-- Opening Marker --

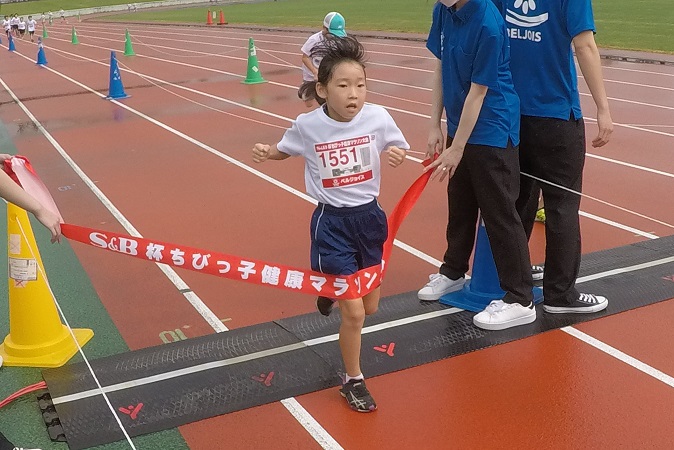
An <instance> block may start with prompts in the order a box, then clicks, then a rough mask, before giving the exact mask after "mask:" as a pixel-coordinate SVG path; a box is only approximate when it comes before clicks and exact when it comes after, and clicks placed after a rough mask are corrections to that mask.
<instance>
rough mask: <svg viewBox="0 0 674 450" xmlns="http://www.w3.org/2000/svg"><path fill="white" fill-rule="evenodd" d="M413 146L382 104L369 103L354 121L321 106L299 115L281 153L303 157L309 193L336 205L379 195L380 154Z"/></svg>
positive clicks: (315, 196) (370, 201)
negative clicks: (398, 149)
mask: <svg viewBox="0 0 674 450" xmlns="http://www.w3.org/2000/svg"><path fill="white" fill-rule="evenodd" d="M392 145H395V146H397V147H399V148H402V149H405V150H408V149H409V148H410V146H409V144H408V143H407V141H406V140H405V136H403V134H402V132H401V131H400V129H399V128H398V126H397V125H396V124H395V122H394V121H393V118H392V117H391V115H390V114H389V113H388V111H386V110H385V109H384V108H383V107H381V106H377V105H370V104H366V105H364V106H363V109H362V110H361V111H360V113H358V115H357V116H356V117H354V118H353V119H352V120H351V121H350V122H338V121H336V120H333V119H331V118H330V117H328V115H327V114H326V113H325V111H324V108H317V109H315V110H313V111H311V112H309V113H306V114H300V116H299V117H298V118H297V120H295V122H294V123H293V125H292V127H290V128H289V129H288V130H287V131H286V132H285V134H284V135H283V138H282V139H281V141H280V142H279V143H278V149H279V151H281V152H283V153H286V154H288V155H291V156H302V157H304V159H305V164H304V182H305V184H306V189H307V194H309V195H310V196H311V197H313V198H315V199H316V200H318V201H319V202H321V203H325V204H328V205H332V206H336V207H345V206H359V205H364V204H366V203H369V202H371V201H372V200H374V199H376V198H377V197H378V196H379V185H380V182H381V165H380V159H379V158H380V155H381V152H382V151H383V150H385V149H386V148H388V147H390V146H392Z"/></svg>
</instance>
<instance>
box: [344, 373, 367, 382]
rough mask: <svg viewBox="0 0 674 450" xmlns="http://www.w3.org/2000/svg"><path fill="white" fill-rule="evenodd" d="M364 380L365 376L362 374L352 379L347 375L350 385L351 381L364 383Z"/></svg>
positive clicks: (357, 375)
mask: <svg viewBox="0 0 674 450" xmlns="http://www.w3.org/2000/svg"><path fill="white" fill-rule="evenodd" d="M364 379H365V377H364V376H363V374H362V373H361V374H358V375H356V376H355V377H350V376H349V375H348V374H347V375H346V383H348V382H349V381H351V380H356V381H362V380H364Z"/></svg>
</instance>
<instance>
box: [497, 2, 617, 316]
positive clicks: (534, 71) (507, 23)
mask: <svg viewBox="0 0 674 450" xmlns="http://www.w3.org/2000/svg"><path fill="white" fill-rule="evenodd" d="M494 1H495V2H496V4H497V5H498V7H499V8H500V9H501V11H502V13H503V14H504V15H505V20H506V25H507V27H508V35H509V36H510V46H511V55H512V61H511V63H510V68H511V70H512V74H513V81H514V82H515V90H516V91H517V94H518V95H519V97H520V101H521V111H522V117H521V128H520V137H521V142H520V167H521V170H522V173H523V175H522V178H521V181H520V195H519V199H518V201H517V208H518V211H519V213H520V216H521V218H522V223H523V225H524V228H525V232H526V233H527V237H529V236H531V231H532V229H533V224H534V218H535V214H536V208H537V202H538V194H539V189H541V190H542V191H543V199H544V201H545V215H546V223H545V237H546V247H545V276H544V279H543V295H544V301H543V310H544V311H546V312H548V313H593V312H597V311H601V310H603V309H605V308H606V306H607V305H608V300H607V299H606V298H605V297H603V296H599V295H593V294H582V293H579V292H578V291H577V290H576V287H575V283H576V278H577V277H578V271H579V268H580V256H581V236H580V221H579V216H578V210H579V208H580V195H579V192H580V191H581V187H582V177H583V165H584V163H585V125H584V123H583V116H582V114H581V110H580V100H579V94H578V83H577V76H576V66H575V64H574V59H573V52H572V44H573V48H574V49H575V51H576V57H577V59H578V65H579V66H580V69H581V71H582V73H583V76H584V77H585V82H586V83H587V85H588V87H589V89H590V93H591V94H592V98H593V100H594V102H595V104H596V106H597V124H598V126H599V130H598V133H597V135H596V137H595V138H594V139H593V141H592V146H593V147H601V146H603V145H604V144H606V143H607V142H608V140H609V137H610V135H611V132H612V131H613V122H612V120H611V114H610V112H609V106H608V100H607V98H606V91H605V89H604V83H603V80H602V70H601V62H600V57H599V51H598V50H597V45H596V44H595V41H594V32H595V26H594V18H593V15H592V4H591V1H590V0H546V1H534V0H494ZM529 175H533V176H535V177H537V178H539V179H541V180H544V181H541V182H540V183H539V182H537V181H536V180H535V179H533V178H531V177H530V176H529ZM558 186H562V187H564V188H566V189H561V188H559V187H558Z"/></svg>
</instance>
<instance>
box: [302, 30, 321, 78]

-- Closing Marker --

» Exercise brief: From the records above, copy each line where the word "rough" can be found.

» Completed task:
An <instance> block may start with prompts in the order a box, then clicks, then a rough mask, before giving the exact mask after "mask:" as a pixel-coordinate SVG path; a box is only approximate when it comes before clicks and exact when it comes after, and clicks placed after a rough mask are corrections to that mask.
rough mask: <svg viewBox="0 0 674 450" xmlns="http://www.w3.org/2000/svg"><path fill="white" fill-rule="evenodd" d="M413 146L382 104L369 103L354 121L321 106L299 115L281 153L303 157L309 193L336 205L379 195L380 154Z"/></svg>
rough mask: <svg viewBox="0 0 674 450" xmlns="http://www.w3.org/2000/svg"><path fill="white" fill-rule="evenodd" d="M364 380L365 376L362 374L352 379L347 375L350 385L351 381L364 383Z"/></svg>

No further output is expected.